- _Exercise details_
Find the line that holds "Pop quiz! Can you mark the minaret", then repeat it and each line below it word for word through the end of the listing, leaving out pictures.

━━━━━━━━

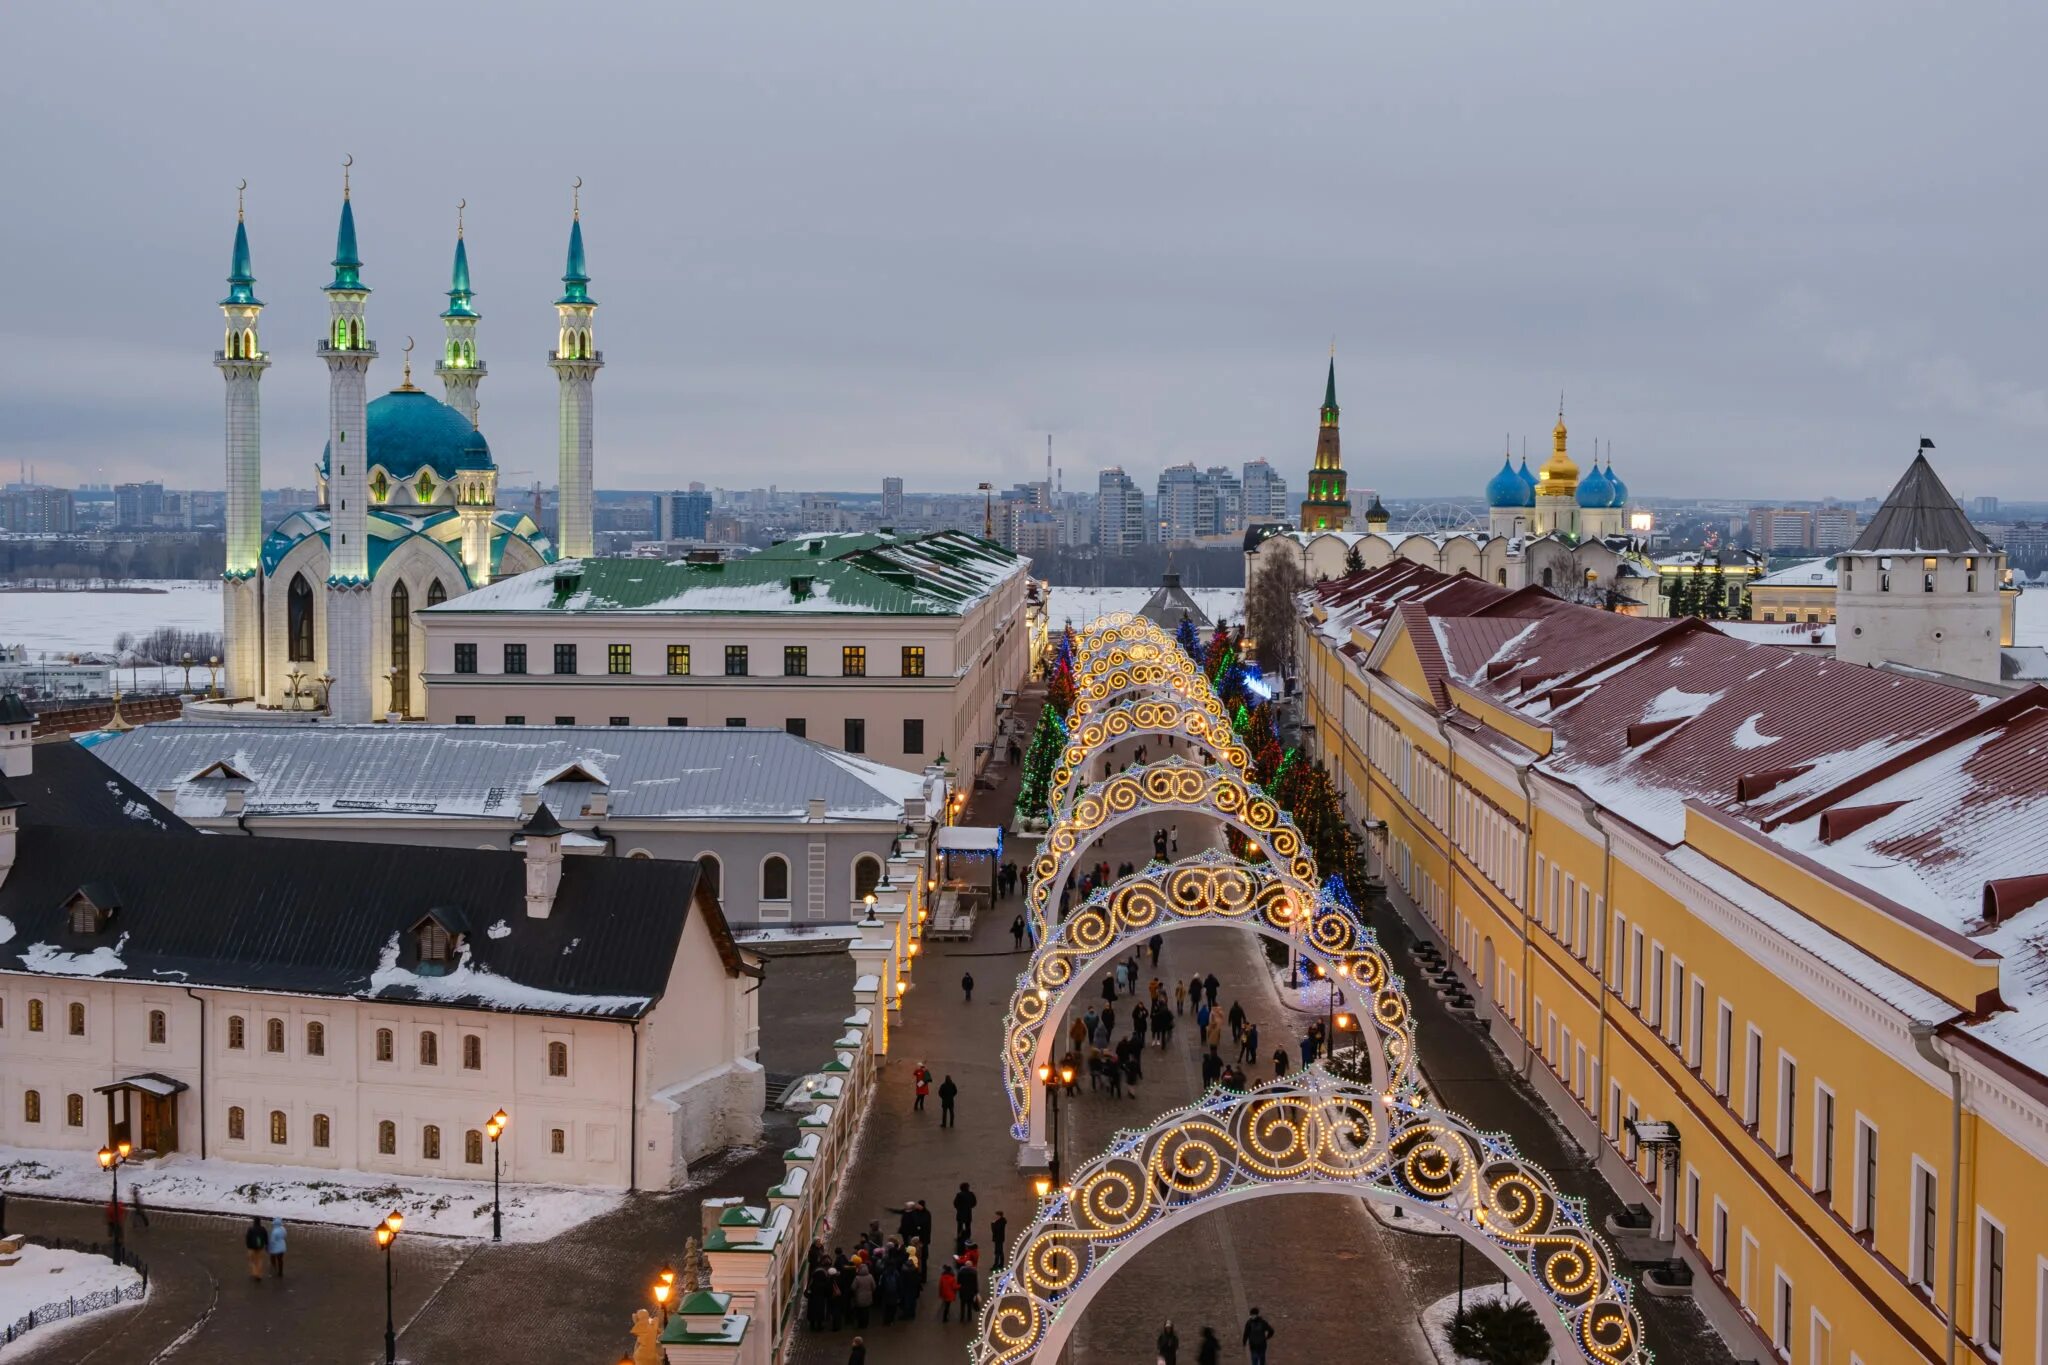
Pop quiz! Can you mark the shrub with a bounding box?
[1449,1296,1550,1364]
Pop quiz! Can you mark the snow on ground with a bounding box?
[0,1146,622,1242]
[0,581,222,657]
[1420,1283,1554,1364]
[2018,588,2048,647]
[1045,585,1244,632]
[0,1241,145,1336]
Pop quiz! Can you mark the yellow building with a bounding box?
[1297,556,2048,1365]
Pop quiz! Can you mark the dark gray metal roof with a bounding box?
[0,738,187,833]
[1139,573,1212,631]
[1850,453,1996,554]
[95,724,931,824]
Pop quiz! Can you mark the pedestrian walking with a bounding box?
[962,971,975,1003]
[128,1186,150,1228]
[807,1263,834,1329]
[1187,972,1203,1010]
[1201,1048,1223,1087]
[848,1336,867,1365]
[1272,1046,1288,1079]
[1011,915,1026,950]
[957,1259,981,1319]
[991,1211,1008,1269]
[1148,933,1163,967]
[1132,1002,1149,1045]
[1241,1021,1260,1065]
[938,1075,959,1127]
[1204,1011,1224,1052]
[1228,1000,1246,1041]
[1195,998,1211,1036]
[1243,1308,1276,1365]
[953,1182,978,1244]
[243,1216,267,1281]
[1300,1031,1318,1065]
[1175,980,1187,1016]
[267,1214,288,1278]
[938,1263,960,1322]
[852,1260,875,1328]
[1070,1014,1089,1053]
[1169,822,1179,854]
[1203,972,1220,1007]
[1158,1319,1181,1365]
[915,1063,931,1111]
[1196,1325,1222,1365]
[1101,972,1118,1006]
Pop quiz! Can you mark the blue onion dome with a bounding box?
[1605,461,1628,507]
[1577,462,1614,508]
[321,389,492,479]
[1486,456,1531,508]
[1516,458,1537,501]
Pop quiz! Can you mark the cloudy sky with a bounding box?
[5,1,2046,504]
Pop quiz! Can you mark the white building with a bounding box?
[1096,468,1147,554]
[1240,459,1289,523]
[0,720,762,1191]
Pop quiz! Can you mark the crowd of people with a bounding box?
[807,1187,1012,1343]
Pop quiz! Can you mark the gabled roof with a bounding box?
[1850,453,1996,554]
[0,738,188,833]
[1138,573,1211,631]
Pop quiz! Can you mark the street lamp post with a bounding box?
[654,1263,677,1325]
[374,1210,404,1364]
[485,1108,508,1242]
[94,1140,131,1264]
[1037,1061,1075,1187]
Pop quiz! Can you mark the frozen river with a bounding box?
[0,580,223,658]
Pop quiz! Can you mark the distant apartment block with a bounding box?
[655,489,712,540]
[115,481,165,529]
[1240,460,1289,523]
[1096,468,1147,554]
[1747,506,1813,552]
[0,486,77,534]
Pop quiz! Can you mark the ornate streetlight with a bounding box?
[653,1263,677,1325]
[315,672,336,713]
[284,667,306,712]
[374,1210,404,1363]
[94,1140,131,1264]
[1036,1061,1074,1188]
[485,1108,508,1242]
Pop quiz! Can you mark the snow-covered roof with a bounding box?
[1751,556,1837,589]
[97,724,927,824]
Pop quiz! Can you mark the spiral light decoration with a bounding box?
[1048,696,1256,816]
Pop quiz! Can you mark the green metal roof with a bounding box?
[1322,356,1337,413]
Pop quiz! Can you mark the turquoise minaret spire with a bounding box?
[319,156,376,724]
[217,181,270,700]
[328,197,364,293]
[222,211,261,308]
[550,179,602,558]
[437,201,487,430]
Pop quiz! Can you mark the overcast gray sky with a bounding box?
[5,1,2046,504]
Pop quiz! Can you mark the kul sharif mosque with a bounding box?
[213,165,599,722]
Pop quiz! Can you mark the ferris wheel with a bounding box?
[1400,501,1485,535]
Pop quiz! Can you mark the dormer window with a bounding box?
[63,885,119,935]
[410,908,468,978]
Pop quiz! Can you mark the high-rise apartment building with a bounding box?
[1096,468,1146,554]
[1241,459,1289,523]
[1156,463,1245,542]
[655,489,712,540]
[881,477,904,524]
[0,486,76,534]
[1812,505,1858,551]
[115,481,165,528]
[1747,506,1813,552]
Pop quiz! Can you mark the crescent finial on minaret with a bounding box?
[343,153,353,199]
[237,178,247,222]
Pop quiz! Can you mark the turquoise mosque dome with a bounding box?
[1576,462,1613,508]
[1486,456,1533,508]
[321,388,493,480]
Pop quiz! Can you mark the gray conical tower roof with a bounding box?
[1851,451,1995,554]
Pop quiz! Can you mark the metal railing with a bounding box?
[1,1236,150,1344]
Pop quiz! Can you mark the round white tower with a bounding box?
[319,161,377,722]
[215,185,270,700]
[548,183,601,560]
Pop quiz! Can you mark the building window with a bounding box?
[696,854,722,899]
[553,643,577,674]
[148,1009,167,1044]
[313,1114,331,1148]
[1777,1053,1798,1158]
[375,1027,394,1063]
[420,1032,439,1067]
[65,1093,83,1127]
[505,715,525,726]
[288,573,315,661]
[263,1017,283,1053]
[455,715,476,725]
[228,1105,246,1140]
[785,646,808,677]
[23,1090,40,1124]
[763,855,790,902]
[904,718,924,754]
[1977,1213,2005,1354]
[667,716,687,726]
[550,1127,566,1155]
[378,1120,397,1155]
[466,1129,484,1164]
[901,646,925,677]
[227,1013,244,1049]
[608,643,632,674]
[725,717,746,728]
[454,643,478,673]
[1774,1273,1793,1354]
[1915,1162,1940,1289]
[28,999,43,1032]
[609,715,630,727]
[1745,1027,1764,1126]
[548,1040,569,1078]
[1815,1084,1836,1199]
[845,718,866,753]
[307,1021,325,1056]
[427,579,446,607]
[842,646,866,677]
[463,1034,482,1070]
[554,716,575,726]
[270,1110,288,1145]
[504,643,527,674]
[422,1124,441,1160]
[724,645,748,676]
[1854,1119,1879,1234]
[666,645,689,675]
[68,1002,85,1036]
[785,717,807,738]
[854,856,883,900]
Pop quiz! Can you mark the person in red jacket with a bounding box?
[937,1262,960,1321]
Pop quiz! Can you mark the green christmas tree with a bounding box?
[1014,703,1068,824]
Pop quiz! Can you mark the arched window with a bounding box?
[228,1106,246,1141]
[266,1018,285,1053]
[550,1127,566,1155]
[548,1040,569,1078]
[24,1090,41,1123]
[390,581,412,716]
[242,328,256,358]
[227,1014,245,1049]
[148,1009,167,1044]
[313,1114,331,1148]
[427,579,447,607]
[269,1110,288,1145]
[420,1031,439,1067]
[1541,567,1554,589]
[27,999,43,1032]
[378,1120,396,1155]
[66,1094,84,1127]
[67,1002,85,1036]
[462,1034,482,1070]
[465,1129,484,1164]
[853,855,883,901]
[306,1021,326,1056]
[762,855,790,902]
[348,318,363,349]
[422,1124,442,1160]
[375,1027,394,1062]
[288,573,316,662]
[333,317,349,349]
[695,853,722,899]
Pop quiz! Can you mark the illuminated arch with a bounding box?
[1048,696,1253,815]
[1026,759,1317,931]
[977,1067,1647,1365]
[1004,853,1418,1150]
[1071,662,1230,723]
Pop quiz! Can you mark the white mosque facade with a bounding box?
[215,179,599,721]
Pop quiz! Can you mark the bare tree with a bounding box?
[1245,551,1309,679]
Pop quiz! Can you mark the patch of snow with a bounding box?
[486,919,512,940]
[0,915,13,945]
[1639,686,1723,725]
[21,933,129,977]
[1420,1285,1553,1365]
[0,1240,146,1336]
[1731,714,1780,750]
[366,934,649,1016]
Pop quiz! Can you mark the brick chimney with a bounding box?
[522,803,565,919]
[0,692,30,780]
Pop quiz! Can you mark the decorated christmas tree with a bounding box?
[1175,617,1202,665]
[1014,702,1068,824]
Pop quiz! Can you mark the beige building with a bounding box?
[419,530,1034,772]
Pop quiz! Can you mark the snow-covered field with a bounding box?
[0,1145,622,1243]
[0,1241,145,1341]
[1045,585,1244,631]
[0,580,222,658]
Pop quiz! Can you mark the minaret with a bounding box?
[549,183,601,560]
[1297,353,1351,532]
[215,183,269,700]
[320,159,376,722]
[435,201,485,425]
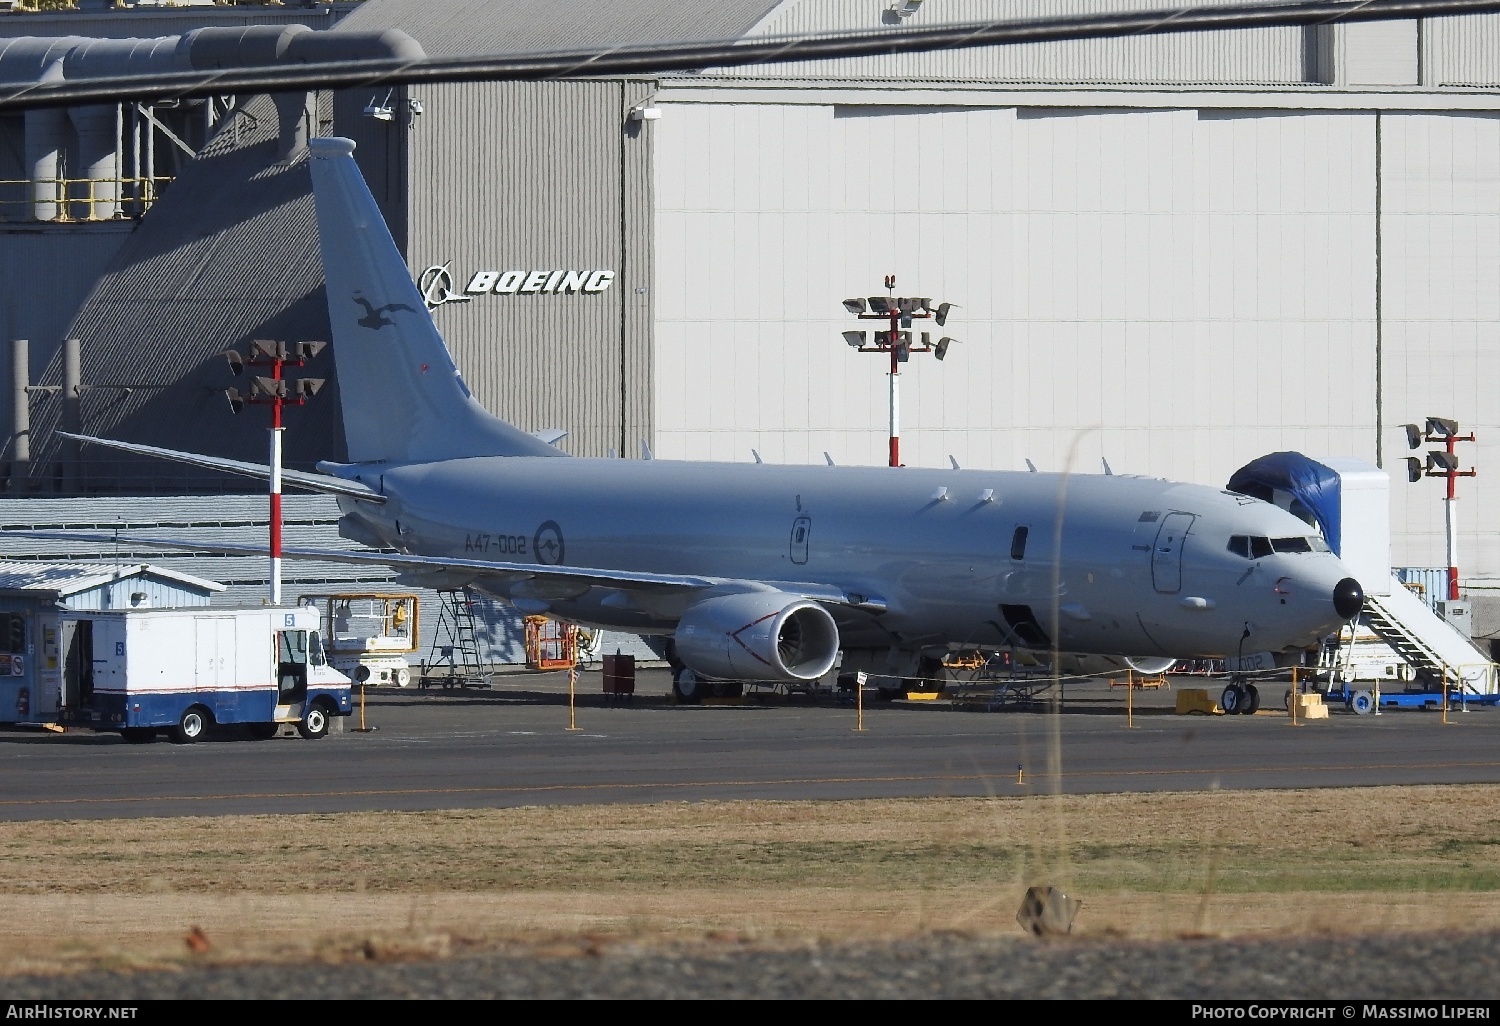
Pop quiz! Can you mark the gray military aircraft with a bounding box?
[52,137,1364,707]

━━━━━━━━

- _Written reply_
Pop quiz! Can you mark the minaret with a bounding box?
[549,183,601,560]
[1297,353,1351,532]
[215,183,269,700]
[320,159,376,722]
[435,201,485,425]
Pop quiz! Can you mark the gray military aircraft with a bounding box?
[52,137,1364,707]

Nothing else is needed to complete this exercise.